◆ Text
_ _ _

Aber auch der größte Haufen an Vorhersagen ändert nichts an den Tatsachen: wir hängen fest. Und hinter dem vermaledeiten Tief sitzen zwei Tiefs aus West und blocken das verheißungsvolle Hoch über dem Australischen Kontinent, das wahrscheinlich, bis es zu uns kommt und uns den gewünschten Wind servieren könnte, den Schwächetod gestorben ist.

Das war jetzt schön langweilig, gelle?! Für uns … nicht.  Es bleibt spannend.

Die Heizung und der Plan B

Opua, 11.7.2011

Pine Island liegt noch immer hinter uns, wir warten ein fieses Tief nach dem anderen ab, freuen uns auf Wetterfenster… und sind dann gleich am nächsten Morgen wieder enttäuscht. Wie heute. Wenn es aus dem Südozean heraus zu passen scheint, dann löst sich ein unangenehmes Tief im Norden, so wie jetzt gerade, und dabei hatten wir an eine Abreise am Wochenende gedacht. Fragt sich, ob man bei ungemütlicher Witterung losfährt, am späten Donnerstag, und den Weg nach Norden und Osten so weit schafft, dass der einsetzende Nordostwind  einem nicht zu sehr auf die Nase weht in der Annäherung an die Inseln.  Die Inseln… Tonga ist gerade auf den zweiten Rang der Ziele gerutscht, denn Fiji wäre sicher ein bisschen leichter zu erreichen. Hatte ich letztes Jahr zum Ziel „Niue“ mal gesagt, dass „die paar Grad den Kohl nicht fett machen können“?! Kann gar nicht sein…

Derweil versuchen wir uns in der Kunst, es hübsch warm zu haben – unsere Crew weiß wie das geht. Sie sitzen gleich dicht an der Heizungsanlage – Oma Wärmflasche, Mama Wärmflasche und die knackige rote, ganz neu in der Runde der Heizkörper. Sehr gemütlich – und Magermännchen trägt dazu standhaft schon mal die Schwimmweste.

Die Heizungsanlage und ihre Kunden

Heizungsanlage "AKKA style" mit Stammkunden

Vorhin funkt Kerstin aus dem Minerva-Riff: „… ich sitze im Badeanzug! 29 Grad…“ . Dass ihnen – vor 17 Tagen nach Fiji ausgelaufen! – vor lauter Warten auf Wind mittlerweile die Zwiebeln ausgegangen sind, ist sicher nachrangig. Die haben’s richtig warm, und Geduld ist das Gebot der Stunde für uns alle! Der Eigner sagt dazu: „… irgendwann kommt der Plan C…“ Was das heißt? Noch andere Inseln?! Das sowieso. Neukaledonien, wenn es besser passt, Vanuatu – aber vielleicht doch auch: „Rucksack raus, Abflug!“ Aber bis dahin machen wir uns noch ein paar warme Gedanken.

_ _ _

◆ Übungsziel
Schreiben Sie den Text von „Aber auch der“ bis „Es bleibt spannend.“ wortgetreu ab. Die Daten haben keinen Bezug zum Text.

_ _ _

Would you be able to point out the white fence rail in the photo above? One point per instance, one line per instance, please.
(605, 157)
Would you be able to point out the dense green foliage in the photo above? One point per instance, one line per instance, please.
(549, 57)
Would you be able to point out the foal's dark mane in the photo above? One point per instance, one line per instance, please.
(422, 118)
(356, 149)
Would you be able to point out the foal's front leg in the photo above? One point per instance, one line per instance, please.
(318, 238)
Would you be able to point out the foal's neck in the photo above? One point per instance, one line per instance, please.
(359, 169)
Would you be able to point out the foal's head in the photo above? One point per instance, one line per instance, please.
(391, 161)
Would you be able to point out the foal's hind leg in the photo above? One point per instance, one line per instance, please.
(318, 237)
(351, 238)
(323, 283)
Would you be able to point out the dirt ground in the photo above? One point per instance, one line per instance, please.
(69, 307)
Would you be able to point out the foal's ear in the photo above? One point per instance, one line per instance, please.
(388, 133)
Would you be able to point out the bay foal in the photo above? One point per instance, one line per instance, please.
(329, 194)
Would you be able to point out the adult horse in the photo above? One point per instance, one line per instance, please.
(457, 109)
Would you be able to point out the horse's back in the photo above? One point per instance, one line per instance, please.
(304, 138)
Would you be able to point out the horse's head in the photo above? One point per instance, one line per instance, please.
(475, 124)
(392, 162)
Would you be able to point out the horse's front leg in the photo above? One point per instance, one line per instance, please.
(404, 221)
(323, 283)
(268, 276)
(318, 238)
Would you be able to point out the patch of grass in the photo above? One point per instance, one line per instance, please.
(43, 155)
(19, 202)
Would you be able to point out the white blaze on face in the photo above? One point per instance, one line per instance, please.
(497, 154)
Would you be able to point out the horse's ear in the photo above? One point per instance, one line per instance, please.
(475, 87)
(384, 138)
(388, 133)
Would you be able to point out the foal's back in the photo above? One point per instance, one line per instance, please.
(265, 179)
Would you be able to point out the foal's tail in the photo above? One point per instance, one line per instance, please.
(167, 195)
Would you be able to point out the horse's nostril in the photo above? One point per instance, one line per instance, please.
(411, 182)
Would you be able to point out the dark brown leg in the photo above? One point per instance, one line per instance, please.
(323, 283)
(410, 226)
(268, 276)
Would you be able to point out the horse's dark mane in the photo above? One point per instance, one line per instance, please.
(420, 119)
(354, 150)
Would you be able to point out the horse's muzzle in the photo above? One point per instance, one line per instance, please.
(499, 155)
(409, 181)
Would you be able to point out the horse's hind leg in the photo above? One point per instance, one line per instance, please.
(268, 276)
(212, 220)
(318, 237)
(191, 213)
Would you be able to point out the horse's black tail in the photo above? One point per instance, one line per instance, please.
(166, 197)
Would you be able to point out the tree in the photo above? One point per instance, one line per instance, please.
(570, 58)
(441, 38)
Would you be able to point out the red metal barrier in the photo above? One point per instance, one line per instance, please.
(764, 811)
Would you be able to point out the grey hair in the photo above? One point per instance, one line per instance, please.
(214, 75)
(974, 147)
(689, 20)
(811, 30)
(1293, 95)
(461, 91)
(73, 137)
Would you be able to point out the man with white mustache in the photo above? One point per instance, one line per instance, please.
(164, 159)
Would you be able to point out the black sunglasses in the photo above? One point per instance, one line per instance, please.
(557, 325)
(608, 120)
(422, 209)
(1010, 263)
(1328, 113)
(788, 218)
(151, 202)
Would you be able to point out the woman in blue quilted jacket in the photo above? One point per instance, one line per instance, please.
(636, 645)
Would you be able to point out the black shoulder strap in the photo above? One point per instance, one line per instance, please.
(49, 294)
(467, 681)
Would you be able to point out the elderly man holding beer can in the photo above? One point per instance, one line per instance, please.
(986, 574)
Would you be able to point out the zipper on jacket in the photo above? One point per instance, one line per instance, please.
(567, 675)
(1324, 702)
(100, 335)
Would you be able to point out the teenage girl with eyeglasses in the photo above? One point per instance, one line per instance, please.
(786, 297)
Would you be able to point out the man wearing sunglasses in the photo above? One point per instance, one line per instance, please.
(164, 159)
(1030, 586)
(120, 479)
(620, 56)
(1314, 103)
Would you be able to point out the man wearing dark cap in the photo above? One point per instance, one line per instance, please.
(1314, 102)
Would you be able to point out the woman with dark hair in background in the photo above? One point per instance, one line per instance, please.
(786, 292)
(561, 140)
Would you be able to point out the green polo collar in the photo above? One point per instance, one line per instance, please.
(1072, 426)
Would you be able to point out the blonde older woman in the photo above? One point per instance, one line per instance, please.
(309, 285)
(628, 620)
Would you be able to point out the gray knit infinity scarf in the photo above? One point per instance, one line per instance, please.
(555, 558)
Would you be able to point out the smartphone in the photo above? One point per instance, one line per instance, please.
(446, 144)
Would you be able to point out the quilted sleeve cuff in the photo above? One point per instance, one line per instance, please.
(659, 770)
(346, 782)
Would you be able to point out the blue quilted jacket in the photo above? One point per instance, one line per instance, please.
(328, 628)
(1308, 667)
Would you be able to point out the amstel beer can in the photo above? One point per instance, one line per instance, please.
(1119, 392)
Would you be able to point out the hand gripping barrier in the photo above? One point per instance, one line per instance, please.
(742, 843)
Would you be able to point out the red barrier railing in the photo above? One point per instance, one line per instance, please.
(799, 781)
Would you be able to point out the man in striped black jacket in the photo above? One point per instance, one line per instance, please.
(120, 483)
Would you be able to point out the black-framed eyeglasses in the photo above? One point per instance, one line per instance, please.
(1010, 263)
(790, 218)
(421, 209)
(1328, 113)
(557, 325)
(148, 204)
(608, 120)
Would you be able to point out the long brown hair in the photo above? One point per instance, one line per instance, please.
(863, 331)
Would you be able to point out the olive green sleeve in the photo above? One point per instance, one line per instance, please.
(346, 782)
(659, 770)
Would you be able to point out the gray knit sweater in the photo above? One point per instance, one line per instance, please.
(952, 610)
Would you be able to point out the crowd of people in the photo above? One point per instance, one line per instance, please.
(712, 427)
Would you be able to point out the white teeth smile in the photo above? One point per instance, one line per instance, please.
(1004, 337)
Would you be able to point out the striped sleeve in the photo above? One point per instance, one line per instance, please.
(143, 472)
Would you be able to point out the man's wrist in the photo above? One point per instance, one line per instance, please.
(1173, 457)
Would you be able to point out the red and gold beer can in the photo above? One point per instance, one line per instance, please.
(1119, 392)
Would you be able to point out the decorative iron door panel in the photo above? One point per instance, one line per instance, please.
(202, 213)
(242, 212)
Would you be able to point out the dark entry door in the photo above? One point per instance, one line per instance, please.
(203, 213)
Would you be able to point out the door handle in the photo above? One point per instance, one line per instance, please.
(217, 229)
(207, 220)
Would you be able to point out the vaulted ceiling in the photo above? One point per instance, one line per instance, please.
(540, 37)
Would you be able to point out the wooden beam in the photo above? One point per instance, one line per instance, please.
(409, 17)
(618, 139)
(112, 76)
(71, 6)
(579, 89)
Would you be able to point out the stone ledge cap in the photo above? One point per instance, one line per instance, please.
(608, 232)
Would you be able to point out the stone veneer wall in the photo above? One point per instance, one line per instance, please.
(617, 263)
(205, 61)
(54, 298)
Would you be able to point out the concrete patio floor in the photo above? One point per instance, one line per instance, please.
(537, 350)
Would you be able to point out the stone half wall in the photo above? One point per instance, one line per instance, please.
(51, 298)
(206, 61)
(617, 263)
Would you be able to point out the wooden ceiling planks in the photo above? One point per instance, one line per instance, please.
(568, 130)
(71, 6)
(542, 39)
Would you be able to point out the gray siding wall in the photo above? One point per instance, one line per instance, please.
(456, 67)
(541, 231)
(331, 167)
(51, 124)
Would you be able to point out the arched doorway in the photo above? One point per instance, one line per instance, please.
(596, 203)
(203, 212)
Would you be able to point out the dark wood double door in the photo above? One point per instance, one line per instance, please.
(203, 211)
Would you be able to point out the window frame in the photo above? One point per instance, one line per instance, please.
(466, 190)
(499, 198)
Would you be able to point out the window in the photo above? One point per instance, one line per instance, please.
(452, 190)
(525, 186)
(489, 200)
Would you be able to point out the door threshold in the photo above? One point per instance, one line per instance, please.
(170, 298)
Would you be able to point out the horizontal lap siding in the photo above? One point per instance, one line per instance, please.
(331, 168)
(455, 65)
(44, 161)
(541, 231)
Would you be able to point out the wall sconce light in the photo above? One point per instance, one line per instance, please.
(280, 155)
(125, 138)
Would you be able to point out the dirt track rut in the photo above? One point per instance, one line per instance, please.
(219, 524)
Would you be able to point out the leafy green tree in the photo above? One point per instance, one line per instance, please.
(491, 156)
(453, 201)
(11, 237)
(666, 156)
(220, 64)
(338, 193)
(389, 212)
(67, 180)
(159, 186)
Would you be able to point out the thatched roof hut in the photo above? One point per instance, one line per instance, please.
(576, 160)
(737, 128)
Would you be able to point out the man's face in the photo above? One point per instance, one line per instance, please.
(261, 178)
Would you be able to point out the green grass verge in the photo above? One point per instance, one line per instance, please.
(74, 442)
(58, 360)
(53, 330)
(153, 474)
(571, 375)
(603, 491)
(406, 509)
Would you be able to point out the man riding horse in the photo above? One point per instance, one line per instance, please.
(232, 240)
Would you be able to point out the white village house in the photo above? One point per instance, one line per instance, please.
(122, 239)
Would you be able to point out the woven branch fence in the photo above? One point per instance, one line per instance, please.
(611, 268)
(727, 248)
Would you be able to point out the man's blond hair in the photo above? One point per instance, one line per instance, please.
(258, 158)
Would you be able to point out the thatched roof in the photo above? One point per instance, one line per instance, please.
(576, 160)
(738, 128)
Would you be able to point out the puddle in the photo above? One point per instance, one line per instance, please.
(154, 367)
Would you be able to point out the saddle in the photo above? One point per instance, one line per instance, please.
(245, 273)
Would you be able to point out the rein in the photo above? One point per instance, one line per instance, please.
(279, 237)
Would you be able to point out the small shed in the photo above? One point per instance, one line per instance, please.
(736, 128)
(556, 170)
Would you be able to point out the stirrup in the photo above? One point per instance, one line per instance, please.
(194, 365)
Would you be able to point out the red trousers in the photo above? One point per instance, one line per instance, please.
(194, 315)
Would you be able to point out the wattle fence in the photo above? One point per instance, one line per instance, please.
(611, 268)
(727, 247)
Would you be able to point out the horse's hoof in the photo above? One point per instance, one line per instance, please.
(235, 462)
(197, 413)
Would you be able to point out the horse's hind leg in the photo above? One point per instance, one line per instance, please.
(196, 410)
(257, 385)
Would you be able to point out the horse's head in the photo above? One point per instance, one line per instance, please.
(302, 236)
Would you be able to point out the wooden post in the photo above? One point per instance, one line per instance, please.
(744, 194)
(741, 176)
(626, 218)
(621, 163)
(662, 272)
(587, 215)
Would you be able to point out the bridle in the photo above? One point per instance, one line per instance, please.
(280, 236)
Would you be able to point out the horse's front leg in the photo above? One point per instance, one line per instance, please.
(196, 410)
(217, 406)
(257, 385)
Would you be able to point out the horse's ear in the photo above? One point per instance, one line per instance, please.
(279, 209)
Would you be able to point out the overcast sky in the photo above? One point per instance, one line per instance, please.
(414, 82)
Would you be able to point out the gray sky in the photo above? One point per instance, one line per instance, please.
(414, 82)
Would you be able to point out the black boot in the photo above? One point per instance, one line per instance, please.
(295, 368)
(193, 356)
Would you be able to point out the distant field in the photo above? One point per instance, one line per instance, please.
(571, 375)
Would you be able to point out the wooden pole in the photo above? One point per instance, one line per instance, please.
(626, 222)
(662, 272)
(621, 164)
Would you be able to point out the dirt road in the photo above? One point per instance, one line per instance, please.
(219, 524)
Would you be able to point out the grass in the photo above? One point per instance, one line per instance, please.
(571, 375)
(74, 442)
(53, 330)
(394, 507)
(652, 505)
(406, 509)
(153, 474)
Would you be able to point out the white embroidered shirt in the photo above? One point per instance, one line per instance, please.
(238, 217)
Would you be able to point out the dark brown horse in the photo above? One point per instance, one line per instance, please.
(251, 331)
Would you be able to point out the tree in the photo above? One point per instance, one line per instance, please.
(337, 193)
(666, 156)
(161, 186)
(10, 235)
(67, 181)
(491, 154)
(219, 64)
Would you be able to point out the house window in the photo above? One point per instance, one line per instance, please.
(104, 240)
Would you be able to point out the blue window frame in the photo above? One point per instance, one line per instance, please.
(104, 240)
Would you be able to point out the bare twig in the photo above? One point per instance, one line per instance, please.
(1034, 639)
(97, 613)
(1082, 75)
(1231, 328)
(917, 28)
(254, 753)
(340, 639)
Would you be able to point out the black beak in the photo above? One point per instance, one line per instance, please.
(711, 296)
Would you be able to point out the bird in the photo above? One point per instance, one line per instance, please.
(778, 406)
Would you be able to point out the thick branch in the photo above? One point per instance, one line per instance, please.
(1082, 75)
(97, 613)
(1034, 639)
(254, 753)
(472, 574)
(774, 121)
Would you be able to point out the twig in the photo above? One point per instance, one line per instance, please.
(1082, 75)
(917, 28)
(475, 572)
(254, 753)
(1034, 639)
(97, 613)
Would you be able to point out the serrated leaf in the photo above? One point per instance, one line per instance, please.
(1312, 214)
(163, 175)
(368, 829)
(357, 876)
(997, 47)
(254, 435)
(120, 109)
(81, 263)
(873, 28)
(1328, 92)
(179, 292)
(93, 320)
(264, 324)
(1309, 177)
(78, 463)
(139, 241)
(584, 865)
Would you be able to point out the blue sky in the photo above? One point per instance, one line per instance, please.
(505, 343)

_ _ _

◆ Antwort
Aber auch der größte Haufen an Vorhersagen ändert nichts an den Tatsachen: wir hängen fest. Und hinter dem vermaledeiten Tief sitzen zwei Tiefs aus West und blocken das verheißungsvolle Hoch über dem Australischen Kontinent, das wahrscheinlich, bis es zu uns kommt und uns den gewünschten Wind servieren könnte, den Schwächetod gestorben ist.

Das war jetzt schön langweilig, gelle?! Für uns … nicht.  Es bleibt spannend.